▶ [GIVEN INFORMATION]

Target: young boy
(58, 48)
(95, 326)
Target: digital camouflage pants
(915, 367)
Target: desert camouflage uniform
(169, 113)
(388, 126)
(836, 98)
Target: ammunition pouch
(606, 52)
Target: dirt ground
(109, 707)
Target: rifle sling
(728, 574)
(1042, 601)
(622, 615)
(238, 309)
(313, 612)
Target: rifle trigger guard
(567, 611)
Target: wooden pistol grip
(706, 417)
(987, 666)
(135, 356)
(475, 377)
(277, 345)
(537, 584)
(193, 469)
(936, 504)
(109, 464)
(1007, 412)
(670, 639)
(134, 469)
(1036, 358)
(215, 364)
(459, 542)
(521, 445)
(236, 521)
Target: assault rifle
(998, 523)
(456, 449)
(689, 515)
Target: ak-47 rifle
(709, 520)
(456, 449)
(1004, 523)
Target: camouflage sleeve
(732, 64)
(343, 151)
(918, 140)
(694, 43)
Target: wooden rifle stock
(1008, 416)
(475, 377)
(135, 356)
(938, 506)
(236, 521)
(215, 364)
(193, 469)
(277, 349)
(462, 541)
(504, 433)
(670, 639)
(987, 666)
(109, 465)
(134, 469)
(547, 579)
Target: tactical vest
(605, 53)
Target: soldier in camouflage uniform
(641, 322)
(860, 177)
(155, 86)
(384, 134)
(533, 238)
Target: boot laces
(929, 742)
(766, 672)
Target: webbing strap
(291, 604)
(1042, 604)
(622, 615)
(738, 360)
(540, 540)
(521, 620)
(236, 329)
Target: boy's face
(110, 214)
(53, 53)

▶ [WHAT YOU NEED TO DO] Take the records above and copy them out exactly.

▶ [OUTPUT FOR THIS TASK]
Target: young boy
(58, 48)
(95, 326)
Target: digital camouflage pants
(915, 367)
Target: desert camouflage uniform
(169, 113)
(388, 126)
(836, 98)
Target: ammunition pouch
(606, 52)
Target: dirt ground
(109, 707)
Target: rifle sling
(728, 574)
(1042, 601)
(622, 615)
(238, 309)
(313, 612)
Target: rifle trigger guard
(567, 611)
Target: wooden pistol grip
(706, 417)
(987, 666)
(135, 356)
(475, 377)
(277, 345)
(537, 584)
(193, 469)
(936, 504)
(109, 464)
(1007, 412)
(670, 639)
(134, 469)
(1036, 358)
(215, 364)
(459, 542)
(521, 445)
(236, 521)
Target: assault rifle
(998, 523)
(456, 449)
(689, 515)
Target: ak-47 rifle
(709, 520)
(456, 449)
(1004, 523)
Target: camouflage sleeve
(732, 64)
(343, 151)
(918, 140)
(694, 43)
Target: wooden rifle stock
(1008, 416)
(475, 377)
(135, 356)
(938, 506)
(236, 521)
(215, 364)
(193, 469)
(277, 349)
(462, 541)
(504, 433)
(670, 639)
(987, 666)
(109, 465)
(134, 469)
(547, 579)
Target: tactical vest
(605, 53)
Target: soldier in camouflage uniform
(641, 322)
(860, 177)
(155, 86)
(384, 134)
(533, 238)
Target: boot laces
(929, 742)
(766, 672)
Target: webbing strap
(291, 604)
(1042, 604)
(622, 615)
(738, 360)
(540, 540)
(521, 620)
(236, 329)
Target: boy's face
(110, 214)
(53, 53)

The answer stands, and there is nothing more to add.